↓

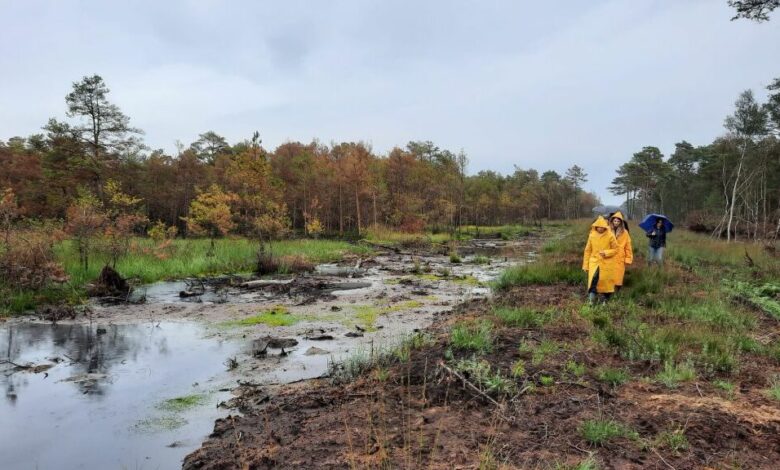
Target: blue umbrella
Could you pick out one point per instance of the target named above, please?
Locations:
(648, 223)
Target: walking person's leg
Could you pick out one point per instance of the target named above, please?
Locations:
(592, 293)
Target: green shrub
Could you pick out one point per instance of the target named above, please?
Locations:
(542, 272)
(473, 335)
(673, 440)
(599, 431)
(613, 377)
(673, 374)
(521, 317)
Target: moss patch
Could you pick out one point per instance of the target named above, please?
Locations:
(183, 403)
(277, 316)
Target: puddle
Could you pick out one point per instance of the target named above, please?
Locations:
(102, 404)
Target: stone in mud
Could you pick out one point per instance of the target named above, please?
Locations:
(312, 351)
(260, 346)
(318, 338)
(109, 284)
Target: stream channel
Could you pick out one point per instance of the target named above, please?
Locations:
(137, 386)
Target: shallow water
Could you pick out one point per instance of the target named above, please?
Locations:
(99, 405)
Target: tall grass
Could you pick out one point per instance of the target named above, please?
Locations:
(543, 272)
(183, 258)
(188, 257)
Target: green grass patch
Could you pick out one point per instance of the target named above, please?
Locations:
(726, 386)
(522, 317)
(673, 440)
(159, 424)
(473, 336)
(765, 297)
(774, 388)
(187, 257)
(575, 368)
(481, 372)
(368, 314)
(613, 377)
(277, 316)
(539, 273)
(599, 431)
(184, 403)
(672, 374)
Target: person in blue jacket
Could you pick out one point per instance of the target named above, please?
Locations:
(657, 238)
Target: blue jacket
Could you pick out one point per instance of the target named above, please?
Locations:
(659, 239)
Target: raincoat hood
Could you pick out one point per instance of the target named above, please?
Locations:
(619, 215)
(600, 222)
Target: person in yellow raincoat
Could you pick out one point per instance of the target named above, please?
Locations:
(598, 260)
(625, 253)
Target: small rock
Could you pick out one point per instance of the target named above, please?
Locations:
(318, 338)
(312, 351)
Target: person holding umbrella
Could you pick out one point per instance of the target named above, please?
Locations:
(625, 253)
(656, 227)
(597, 261)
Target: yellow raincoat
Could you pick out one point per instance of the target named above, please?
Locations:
(599, 254)
(625, 254)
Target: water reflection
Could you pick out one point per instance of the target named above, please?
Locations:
(89, 349)
(98, 406)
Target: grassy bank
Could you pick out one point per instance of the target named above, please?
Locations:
(183, 258)
(681, 369)
(387, 236)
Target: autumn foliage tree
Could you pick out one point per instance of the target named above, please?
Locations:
(85, 220)
(124, 218)
(211, 215)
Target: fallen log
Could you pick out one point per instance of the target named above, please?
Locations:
(257, 283)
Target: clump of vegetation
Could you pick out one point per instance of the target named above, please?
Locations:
(587, 464)
(277, 316)
(473, 336)
(481, 373)
(183, 403)
(522, 317)
(539, 273)
(600, 431)
(518, 368)
(613, 377)
(774, 387)
(726, 387)
(540, 352)
(672, 374)
(765, 297)
(673, 440)
(575, 368)
(547, 380)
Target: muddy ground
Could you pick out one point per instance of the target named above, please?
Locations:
(420, 415)
(357, 305)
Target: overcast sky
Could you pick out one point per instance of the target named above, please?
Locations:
(539, 85)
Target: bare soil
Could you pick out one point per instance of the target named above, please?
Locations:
(420, 415)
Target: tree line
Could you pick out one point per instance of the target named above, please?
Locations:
(307, 187)
(730, 187)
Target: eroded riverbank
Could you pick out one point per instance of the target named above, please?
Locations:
(190, 342)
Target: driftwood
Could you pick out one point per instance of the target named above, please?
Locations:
(258, 283)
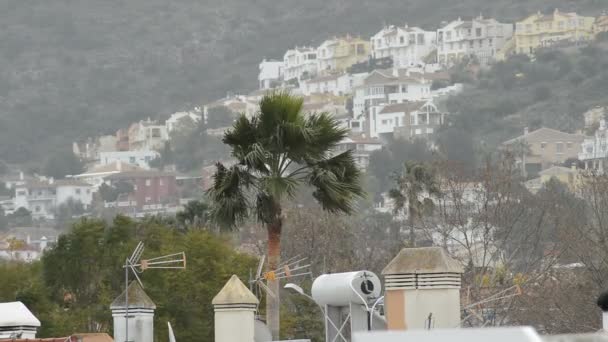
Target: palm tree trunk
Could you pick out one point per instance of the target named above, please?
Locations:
(411, 221)
(274, 258)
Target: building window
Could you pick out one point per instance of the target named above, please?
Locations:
(420, 38)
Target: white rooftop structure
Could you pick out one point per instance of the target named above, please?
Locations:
(17, 321)
(515, 334)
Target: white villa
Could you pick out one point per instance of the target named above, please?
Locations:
(299, 63)
(407, 46)
(481, 38)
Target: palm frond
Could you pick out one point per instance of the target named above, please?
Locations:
(276, 108)
(279, 186)
(337, 182)
(228, 198)
(326, 133)
(241, 136)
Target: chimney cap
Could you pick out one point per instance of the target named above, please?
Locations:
(235, 292)
(422, 260)
(602, 301)
(137, 298)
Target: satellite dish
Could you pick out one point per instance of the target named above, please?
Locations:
(171, 335)
(261, 333)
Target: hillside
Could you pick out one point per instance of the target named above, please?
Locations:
(554, 91)
(72, 68)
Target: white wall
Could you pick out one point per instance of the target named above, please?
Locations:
(227, 319)
(269, 71)
(82, 194)
(139, 158)
(141, 326)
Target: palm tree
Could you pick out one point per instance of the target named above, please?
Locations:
(195, 213)
(416, 185)
(279, 150)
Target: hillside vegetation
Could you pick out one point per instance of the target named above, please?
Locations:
(73, 68)
(552, 91)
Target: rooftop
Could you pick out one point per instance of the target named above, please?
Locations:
(137, 298)
(235, 292)
(422, 260)
(15, 314)
(545, 134)
(405, 107)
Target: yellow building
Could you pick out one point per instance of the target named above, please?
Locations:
(543, 30)
(601, 24)
(338, 54)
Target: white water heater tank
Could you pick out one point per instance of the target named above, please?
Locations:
(341, 289)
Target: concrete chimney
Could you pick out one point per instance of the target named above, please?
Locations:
(234, 309)
(602, 302)
(43, 243)
(141, 316)
(422, 290)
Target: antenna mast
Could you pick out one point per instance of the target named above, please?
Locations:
(138, 266)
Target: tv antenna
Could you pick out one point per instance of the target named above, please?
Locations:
(138, 266)
(290, 268)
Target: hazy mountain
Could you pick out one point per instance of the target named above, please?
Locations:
(72, 68)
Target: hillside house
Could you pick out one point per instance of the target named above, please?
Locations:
(540, 149)
(594, 150)
(408, 120)
(151, 189)
(339, 54)
(480, 37)
(300, 63)
(406, 46)
(270, 74)
(361, 147)
(544, 30)
(177, 119)
(42, 197)
(141, 158)
(147, 135)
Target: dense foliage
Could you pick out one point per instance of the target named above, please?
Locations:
(71, 289)
(76, 68)
(554, 90)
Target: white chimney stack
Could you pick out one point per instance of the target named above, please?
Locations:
(234, 309)
(141, 316)
(602, 302)
(422, 290)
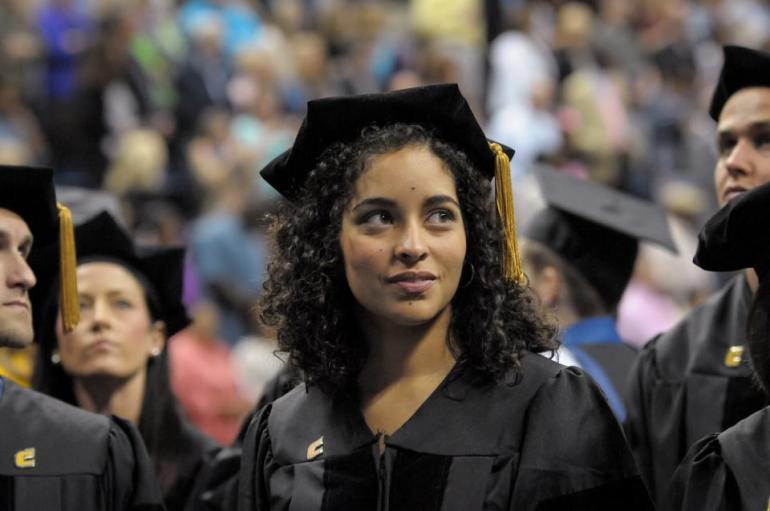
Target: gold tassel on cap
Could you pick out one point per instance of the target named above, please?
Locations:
(504, 199)
(70, 303)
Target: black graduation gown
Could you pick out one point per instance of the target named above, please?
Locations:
(81, 461)
(545, 440)
(680, 388)
(729, 471)
(193, 469)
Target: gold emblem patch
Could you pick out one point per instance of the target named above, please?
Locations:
(315, 449)
(734, 356)
(25, 458)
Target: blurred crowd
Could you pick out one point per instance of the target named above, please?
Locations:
(168, 109)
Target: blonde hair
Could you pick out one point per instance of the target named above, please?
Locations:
(139, 164)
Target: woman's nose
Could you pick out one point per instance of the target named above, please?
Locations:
(411, 246)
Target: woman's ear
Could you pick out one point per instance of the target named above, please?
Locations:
(548, 286)
(157, 337)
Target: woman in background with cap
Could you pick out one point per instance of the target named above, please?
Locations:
(114, 362)
(401, 302)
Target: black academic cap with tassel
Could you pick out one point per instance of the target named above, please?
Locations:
(439, 108)
(29, 192)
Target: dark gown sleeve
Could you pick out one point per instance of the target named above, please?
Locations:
(129, 472)
(256, 465)
(703, 481)
(655, 422)
(573, 454)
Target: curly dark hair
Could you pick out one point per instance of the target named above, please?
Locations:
(307, 298)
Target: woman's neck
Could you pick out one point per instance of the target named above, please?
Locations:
(112, 396)
(404, 353)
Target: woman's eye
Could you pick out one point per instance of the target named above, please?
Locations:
(377, 218)
(725, 146)
(441, 216)
(123, 304)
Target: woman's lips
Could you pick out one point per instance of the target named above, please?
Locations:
(733, 192)
(412, 282)
(17, 304)
(415, 286)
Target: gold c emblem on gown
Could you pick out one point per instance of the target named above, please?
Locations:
(315, 449)
(25, 458)
(734, 356)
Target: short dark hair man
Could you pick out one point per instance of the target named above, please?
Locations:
(54, 456)
(694, 379)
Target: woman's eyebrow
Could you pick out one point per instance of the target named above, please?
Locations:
(375, 201)
(440, 199)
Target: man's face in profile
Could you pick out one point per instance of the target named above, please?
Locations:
(16, 278)
(743, 141)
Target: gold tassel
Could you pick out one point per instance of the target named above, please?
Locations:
(504, 199)
(70, 303)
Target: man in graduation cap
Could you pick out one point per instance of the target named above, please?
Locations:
(53, 456)
(694, 379)
(579, 255)
(731, 470)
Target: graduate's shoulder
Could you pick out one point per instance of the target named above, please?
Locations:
(703, 335)
(60, 438)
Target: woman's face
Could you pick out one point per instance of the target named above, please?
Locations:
(115, 336)
(403, 237)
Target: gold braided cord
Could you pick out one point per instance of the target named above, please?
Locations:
(504, 199)
(70, 304)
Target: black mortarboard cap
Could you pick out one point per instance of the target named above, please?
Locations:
(441, 109)
(29, 192)
(101, 238)
(596, 229)
(738, 235)
(742, 67)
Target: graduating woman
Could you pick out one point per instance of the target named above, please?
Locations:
(731, 470)
(115, 362)
(399, 297)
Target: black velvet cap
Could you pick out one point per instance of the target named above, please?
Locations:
(738, 235)
(29, 192)
(596, 229)
(440, 108)
(742, 67)
(102, 239)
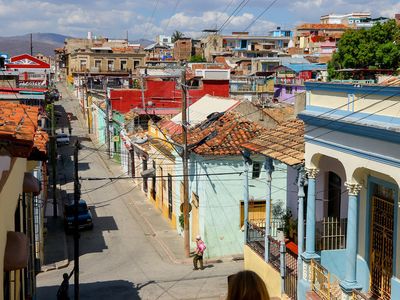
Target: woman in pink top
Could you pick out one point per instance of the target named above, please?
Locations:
(198, 254)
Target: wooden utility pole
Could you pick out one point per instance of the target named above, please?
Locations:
(77, 197)
(31, 45)
(53, 161)
(186, 236)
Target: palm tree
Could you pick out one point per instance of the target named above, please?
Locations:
(177, 35)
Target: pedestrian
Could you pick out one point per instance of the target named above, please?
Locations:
(246, 285)
(63, 293)
(198, 254)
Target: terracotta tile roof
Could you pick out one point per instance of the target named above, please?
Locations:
(232, 130)
(19, 129)
(322, 26)
(284, 143)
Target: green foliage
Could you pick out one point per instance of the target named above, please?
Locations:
(196, 58)
(176, 36)
(182, 220)
(376, 48)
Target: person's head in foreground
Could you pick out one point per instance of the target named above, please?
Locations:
(246, 285)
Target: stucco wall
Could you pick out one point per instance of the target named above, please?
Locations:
(269, 275)
(220, 197)
(9, 196)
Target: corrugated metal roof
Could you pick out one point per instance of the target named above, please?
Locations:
(198, 111)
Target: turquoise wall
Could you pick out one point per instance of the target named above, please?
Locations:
(101, 126)
(220, 197)
(332, 260)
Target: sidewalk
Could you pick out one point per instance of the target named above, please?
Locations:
(167, 238)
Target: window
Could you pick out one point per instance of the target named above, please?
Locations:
(110, 65)
(123, 65)
(288, 90)
(97, 63)
(256, 170)
(83, 64)
(256, 211)
(334, 194)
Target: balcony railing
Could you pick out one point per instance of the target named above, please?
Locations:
(289, 81)
(324, 284)
(357, 295)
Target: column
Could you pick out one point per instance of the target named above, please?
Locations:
(350, 281)
(310, 225)
(300, 219)
(269, 168)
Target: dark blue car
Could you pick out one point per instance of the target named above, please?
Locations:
(84, 216)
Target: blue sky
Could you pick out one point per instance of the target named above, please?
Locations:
(148, 18)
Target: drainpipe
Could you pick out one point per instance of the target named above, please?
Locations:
(269, 168)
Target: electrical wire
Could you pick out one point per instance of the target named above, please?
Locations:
(260, 15)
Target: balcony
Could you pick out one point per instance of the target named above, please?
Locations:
(324, 285)
(289, 81)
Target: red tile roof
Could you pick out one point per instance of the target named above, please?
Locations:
(284, 143)
(19, 129)
(322, 26)
(232, 130)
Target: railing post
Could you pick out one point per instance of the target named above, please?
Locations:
(283, 265)
(269, 168)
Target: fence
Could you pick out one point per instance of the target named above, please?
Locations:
(255, 238)
(324, 284)
(291, 274)
(357, 295)
(332, 234)
(275, 224)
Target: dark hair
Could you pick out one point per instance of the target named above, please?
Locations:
(246, 285)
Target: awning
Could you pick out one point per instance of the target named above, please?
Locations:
(31, 184)
(16, 254)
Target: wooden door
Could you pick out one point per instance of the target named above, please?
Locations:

↑

> **What is needed**
If a line contains the word "white", it counts; say how many such lines the records hold, and give only that number.

> **Answer box**
5